··· Text block ···
Each of these equations rearranges to

\begin{align*}\mathbb{P}(E \cap F) = \mathbb{P}(E) \mathbb{P}(F).\end{align*}

This equation is symmetric in E and F, and it does not require that E and F have positive probability, so we take it as our fundamental independence equation for two events:

Definition (Independence)
If (\Omega, \mathbb{P}) is a probability space, then two events E and F are said to be independent if

\begin{align*}\mathbb{P}(E \cap F) = \mathbb{P}(E) \mathbb{P}(F).\end{align*}

If we want to check whether two positive-probability events are independent, we may check any one of the equations \mathbb{P}(E \cap F) = \mathbb{P}(E) \mathbb{P}(F) or \mathbb{P}(E) = \frac{\mathbb{P}(E \cap F)}{\mathbb{P}(F)} or \mathbb{P}(F) = \frac{\mathbb{P}(F \cap E)}{\mathbb{P}(E)}, since they are all equivalent.
··· Data provided ···
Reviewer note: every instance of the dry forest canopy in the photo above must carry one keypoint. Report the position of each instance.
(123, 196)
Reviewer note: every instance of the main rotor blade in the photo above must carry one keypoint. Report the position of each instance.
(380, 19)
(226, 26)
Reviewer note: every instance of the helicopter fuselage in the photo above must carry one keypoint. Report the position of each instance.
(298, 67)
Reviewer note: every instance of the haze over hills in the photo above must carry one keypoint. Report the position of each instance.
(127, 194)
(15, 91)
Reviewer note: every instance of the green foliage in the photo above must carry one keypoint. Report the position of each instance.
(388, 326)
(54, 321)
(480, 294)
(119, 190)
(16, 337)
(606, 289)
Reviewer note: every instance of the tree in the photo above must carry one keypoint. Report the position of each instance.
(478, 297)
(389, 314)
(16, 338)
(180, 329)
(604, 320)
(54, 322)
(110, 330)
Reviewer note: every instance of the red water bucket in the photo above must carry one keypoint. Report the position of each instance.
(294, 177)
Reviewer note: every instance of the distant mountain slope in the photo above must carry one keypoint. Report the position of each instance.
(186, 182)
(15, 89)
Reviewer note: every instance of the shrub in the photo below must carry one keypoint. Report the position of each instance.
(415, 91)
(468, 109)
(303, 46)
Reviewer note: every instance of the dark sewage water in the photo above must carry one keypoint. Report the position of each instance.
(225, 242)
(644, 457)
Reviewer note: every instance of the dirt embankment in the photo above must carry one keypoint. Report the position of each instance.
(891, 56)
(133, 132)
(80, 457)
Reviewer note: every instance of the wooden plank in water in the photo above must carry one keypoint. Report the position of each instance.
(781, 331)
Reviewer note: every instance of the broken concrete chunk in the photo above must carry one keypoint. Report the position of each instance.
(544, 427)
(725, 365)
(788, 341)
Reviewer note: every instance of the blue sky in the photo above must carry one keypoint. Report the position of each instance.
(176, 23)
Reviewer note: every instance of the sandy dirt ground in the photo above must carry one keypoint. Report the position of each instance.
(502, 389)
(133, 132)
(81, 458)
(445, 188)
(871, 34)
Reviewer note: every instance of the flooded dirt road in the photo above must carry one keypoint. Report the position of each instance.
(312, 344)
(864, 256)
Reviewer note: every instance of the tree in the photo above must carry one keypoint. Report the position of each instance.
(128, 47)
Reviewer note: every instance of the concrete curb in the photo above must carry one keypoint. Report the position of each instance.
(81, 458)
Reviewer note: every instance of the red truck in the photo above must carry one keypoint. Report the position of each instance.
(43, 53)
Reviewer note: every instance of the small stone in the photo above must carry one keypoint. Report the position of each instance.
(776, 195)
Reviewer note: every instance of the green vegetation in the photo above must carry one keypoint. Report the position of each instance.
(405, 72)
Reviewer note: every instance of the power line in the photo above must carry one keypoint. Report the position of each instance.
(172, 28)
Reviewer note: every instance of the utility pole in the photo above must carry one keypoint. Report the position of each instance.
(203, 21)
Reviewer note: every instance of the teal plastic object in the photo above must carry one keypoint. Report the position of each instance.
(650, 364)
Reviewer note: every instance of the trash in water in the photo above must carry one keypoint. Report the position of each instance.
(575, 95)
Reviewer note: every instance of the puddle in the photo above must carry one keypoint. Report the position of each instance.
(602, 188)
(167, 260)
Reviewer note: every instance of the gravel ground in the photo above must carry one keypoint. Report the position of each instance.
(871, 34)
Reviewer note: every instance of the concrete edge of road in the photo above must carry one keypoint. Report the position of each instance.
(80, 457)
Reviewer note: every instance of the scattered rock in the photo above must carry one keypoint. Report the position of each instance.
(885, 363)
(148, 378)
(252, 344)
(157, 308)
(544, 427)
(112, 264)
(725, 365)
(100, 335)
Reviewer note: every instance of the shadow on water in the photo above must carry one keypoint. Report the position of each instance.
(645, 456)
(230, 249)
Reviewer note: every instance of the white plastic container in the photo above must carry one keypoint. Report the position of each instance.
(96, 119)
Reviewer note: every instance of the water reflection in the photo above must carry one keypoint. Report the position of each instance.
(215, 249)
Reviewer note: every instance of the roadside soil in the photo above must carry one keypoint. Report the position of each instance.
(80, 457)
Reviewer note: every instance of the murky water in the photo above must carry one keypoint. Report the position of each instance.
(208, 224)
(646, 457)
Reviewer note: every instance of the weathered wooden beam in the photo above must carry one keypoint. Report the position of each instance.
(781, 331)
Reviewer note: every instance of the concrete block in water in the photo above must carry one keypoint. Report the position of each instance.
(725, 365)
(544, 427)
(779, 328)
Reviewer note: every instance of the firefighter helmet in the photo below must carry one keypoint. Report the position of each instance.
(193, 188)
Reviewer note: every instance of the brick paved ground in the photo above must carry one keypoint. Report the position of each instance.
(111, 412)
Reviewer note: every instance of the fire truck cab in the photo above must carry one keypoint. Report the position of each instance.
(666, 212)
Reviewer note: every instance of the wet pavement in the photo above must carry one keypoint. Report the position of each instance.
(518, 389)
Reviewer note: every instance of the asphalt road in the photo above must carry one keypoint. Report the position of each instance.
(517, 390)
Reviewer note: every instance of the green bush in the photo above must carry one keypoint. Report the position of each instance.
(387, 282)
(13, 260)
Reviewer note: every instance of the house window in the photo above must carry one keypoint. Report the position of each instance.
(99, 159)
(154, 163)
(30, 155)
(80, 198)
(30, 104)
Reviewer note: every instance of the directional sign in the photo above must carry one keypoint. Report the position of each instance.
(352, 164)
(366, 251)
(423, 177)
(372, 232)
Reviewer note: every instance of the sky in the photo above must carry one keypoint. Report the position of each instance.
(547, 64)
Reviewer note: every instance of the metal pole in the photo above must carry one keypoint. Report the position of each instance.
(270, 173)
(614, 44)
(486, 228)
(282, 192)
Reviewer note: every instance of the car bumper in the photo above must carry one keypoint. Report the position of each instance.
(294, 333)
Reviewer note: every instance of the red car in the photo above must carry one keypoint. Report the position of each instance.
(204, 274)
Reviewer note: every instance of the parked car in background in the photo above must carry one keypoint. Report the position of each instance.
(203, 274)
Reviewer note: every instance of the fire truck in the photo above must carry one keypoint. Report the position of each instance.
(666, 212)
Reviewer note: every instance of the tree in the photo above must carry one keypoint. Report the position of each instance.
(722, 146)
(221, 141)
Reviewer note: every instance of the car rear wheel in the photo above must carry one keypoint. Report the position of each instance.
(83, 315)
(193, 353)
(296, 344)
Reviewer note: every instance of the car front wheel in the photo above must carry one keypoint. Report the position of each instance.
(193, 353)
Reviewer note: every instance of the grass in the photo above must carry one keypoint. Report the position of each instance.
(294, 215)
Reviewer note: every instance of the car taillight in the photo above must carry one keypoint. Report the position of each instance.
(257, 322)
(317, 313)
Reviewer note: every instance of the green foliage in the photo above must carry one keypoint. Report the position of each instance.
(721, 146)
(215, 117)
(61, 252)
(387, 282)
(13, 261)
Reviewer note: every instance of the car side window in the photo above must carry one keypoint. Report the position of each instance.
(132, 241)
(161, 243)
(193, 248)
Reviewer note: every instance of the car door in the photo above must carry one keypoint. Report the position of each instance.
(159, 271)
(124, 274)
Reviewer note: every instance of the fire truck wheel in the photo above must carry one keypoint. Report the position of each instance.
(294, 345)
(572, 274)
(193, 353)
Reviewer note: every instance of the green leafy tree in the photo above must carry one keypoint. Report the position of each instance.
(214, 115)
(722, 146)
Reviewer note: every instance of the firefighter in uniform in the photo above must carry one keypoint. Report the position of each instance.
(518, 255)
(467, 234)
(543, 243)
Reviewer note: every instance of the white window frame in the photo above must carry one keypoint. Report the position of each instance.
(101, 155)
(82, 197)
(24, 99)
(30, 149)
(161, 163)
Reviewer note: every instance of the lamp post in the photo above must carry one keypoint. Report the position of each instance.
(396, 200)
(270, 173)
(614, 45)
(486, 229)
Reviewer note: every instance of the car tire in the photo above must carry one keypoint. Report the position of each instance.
···
## Directives:
a: In the passage on independence, what two features of the equation for P(E ∩ F) lead to its use as the fundamental independence equation?
b: Please reproduce the passage on independence, everything from "Definition (Independence)" down to "are all equivalent.".

## Exercise results:
a: It is symmetric in E and F, and it does not require that E and F have positive probability.

b:
Definition (Independence)
If (\Omega, \mathbb{P}) is a probability space, then two events E and F are said to be independent if

\begin{align*}\mathbb{P}(E \cap F) = \mathbb{P}(E) \mathbb{P}(F).\end{align*}

If we want to check whether two positive-probability events are independent, we may check any one of the equations \mathbb{P}(E \cap F) = \mathbb{P}(E) \mathbb{P}(F) or \mathbb{P}(E) = \frac{\mathbb{P}(E \cap F)}{\mathbb{P}(F)} or \mathbb{P}(F) = \frac{\mathbb{P}(F \cap E)}{\mathbb{P}(E)}, since they are all equivalent.